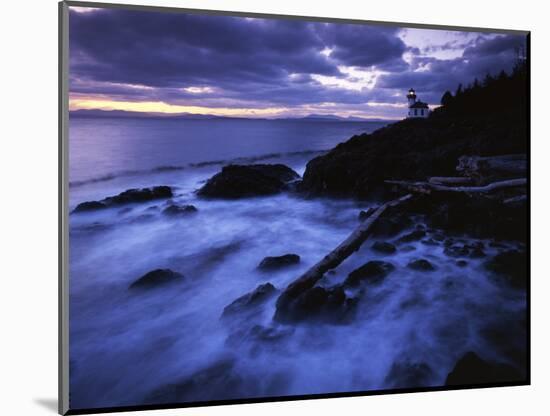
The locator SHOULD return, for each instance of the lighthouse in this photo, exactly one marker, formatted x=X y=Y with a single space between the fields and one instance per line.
x=417 y=109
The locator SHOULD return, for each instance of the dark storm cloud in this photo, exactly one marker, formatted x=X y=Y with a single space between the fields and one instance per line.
x=365 y=46
x=166 y=49
x=485 y=56
x=145 y=56
x=177 y=50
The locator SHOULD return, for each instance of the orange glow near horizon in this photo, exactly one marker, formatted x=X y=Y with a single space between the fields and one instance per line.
x=102 y=103
x=162 y=107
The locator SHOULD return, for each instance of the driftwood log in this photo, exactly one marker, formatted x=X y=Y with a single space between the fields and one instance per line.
x=493 y=167
x=441 y=180
x=428 y=187
x=335 y=257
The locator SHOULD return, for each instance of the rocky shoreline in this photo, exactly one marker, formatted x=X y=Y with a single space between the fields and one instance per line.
x=447 y=165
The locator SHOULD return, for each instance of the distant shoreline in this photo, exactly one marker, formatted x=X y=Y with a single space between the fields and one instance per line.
x=118 y=114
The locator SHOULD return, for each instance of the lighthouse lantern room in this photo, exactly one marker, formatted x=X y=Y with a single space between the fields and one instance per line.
x=417 y=109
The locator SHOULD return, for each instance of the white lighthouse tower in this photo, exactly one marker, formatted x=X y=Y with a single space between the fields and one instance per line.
x=417 y=109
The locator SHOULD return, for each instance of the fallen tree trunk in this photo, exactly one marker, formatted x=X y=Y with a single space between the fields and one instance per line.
x=334 y=258
x=440 y=180
x=427 y=187
x=493 y=166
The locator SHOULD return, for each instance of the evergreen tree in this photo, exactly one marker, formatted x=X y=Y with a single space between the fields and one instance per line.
x=447 y=98
x=458 y=90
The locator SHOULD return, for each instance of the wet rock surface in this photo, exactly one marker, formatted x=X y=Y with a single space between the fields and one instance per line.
x=371 y=272
x=421 y=265
x=179 y=210
x=471 y=369
x=246 y=302
x=511 y=266
x=156 y=278
x=317 y=304
x=127 y=197
x=383 y=247
x=279 y=262
x=241 y=181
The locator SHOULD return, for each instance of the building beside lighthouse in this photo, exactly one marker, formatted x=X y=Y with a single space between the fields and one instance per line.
x=417 y=109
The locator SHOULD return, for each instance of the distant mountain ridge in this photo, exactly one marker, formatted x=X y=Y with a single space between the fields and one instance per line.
x=96 y=113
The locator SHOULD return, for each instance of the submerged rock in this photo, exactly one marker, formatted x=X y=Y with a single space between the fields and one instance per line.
x=456 y=251
x=127 y=197
x=259 y=335
x=383 y=247
x=177 y=210
x=510 y=265
x=461 y=263
x=248 y=301
x=372 y=272
x=421 y=264
x=221 y=378
x=317 y=304
x=408 y=374
x=278 y=262
x=391 y=224
x=155 y=278
x=412 y=236
x=471 y=369
x=363 y=215
x=241 y=181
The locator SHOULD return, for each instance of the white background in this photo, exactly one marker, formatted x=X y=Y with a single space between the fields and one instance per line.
x=28 y=209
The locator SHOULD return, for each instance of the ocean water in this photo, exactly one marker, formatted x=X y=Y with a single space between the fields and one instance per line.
x=171 y=345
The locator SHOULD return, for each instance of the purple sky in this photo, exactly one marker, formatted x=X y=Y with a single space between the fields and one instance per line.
x=175 y=62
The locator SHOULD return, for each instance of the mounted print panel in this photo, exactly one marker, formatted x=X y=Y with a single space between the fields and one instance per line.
x=261 y=208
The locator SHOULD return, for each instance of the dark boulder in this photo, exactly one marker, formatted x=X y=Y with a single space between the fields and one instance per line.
x=421 y=265
x=216 y=382
x=259 y=336
x=456 y=251
x=461 y=263
x=411 y=149
x=317 y=304
x=408 y=374
x=278 y=262
x=89 y=206
x=241 y=181
x=412 y=236
x=178 y=210
x=250 y=300
x=155 y=278
x=372 y=272
x=470 y=369
x=510 y=265
x=383 y=247
x=391 y=224
x=363 y=215
x=127 y=197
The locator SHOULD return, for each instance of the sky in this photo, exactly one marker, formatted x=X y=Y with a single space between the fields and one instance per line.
x=255 y=67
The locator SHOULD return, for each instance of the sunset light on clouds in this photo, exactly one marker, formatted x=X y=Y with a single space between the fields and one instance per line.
x=255 y=67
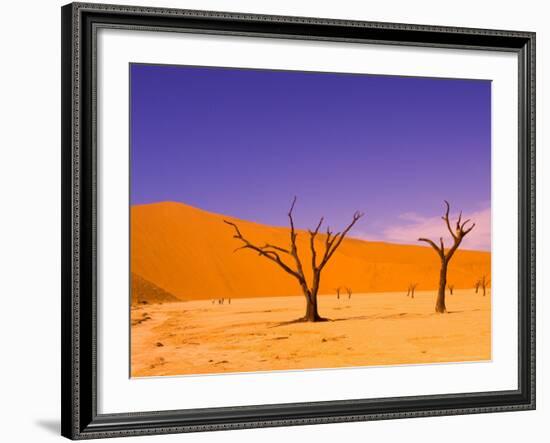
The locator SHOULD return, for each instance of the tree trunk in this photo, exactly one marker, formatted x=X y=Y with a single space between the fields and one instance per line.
x=312 y=314
x=440 y=303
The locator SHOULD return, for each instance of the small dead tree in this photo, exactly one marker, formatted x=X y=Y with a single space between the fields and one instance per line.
x=445 y=256
x=274 y=253
x=484 y=283
x=348 y=290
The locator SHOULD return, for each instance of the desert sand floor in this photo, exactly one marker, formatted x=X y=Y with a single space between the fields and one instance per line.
x=198 y=337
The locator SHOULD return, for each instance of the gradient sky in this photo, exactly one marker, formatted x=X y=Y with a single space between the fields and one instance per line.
x=244 y=142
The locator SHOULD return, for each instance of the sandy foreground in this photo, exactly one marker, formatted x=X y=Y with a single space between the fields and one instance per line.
x=253 y=334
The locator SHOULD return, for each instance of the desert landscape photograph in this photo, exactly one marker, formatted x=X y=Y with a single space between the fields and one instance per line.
x=289 y=220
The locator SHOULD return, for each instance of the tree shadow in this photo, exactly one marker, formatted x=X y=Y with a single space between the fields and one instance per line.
x=299 y=320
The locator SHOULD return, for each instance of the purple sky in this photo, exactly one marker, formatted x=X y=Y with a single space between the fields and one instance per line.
x=244 y=142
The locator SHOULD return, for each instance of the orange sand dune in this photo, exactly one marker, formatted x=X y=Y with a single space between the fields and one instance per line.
x=189 y=253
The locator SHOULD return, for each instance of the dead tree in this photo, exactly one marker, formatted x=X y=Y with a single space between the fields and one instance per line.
x=348 y=290
x=484 y=283
x=274 y=253
x=445 y=256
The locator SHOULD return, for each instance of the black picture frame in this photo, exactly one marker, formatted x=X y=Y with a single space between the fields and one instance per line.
x=79 y=179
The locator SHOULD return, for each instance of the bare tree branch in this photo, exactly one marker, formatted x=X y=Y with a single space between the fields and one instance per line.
x=338 y=238
x=446 y=218
x=271 y=255
x=431 y=243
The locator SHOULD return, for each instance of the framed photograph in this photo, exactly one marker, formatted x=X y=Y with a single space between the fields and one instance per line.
x=273 y=221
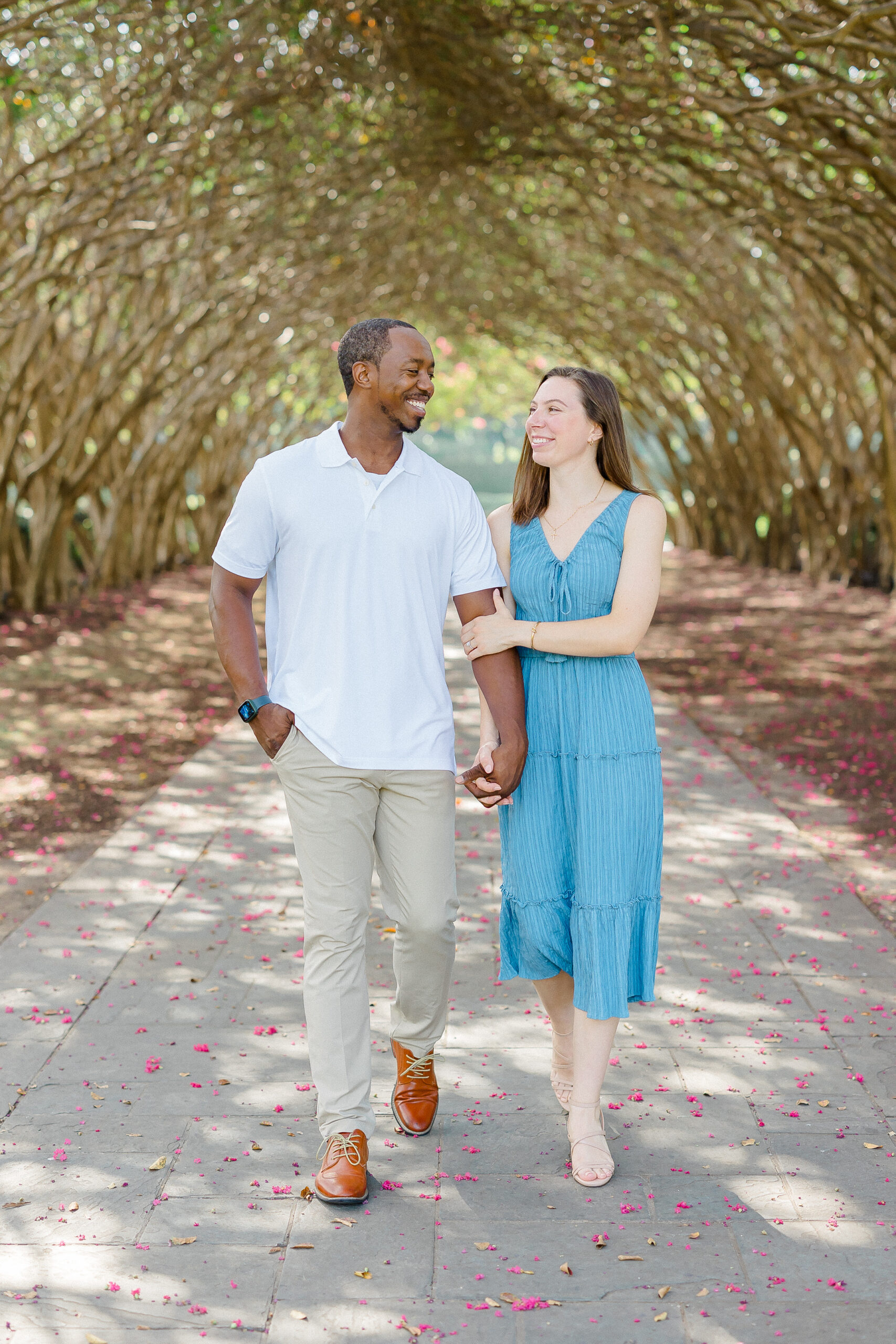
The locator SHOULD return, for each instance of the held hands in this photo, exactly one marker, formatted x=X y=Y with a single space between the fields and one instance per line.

◆ ◆ ◆ ◆ ◆

# What you need to do
Every line from the one that holds "The locator SHOULD return, for each instance of the framed" to the last line of the records above goes into the answer, exactly as written; nothing else does, and no picture does either.

# Solution below
The locator SHOULD return, for each instance of the framed photograph in this photo, exactly one marker, formatted x=X y=Y with a single space between the fields and one instance per line.
x=273 y=221
The locator SHOULD return, for each instance of the held hands in this photo, exactly one marker, formatted x=X y=Y with a single space between the fields and one instance per line.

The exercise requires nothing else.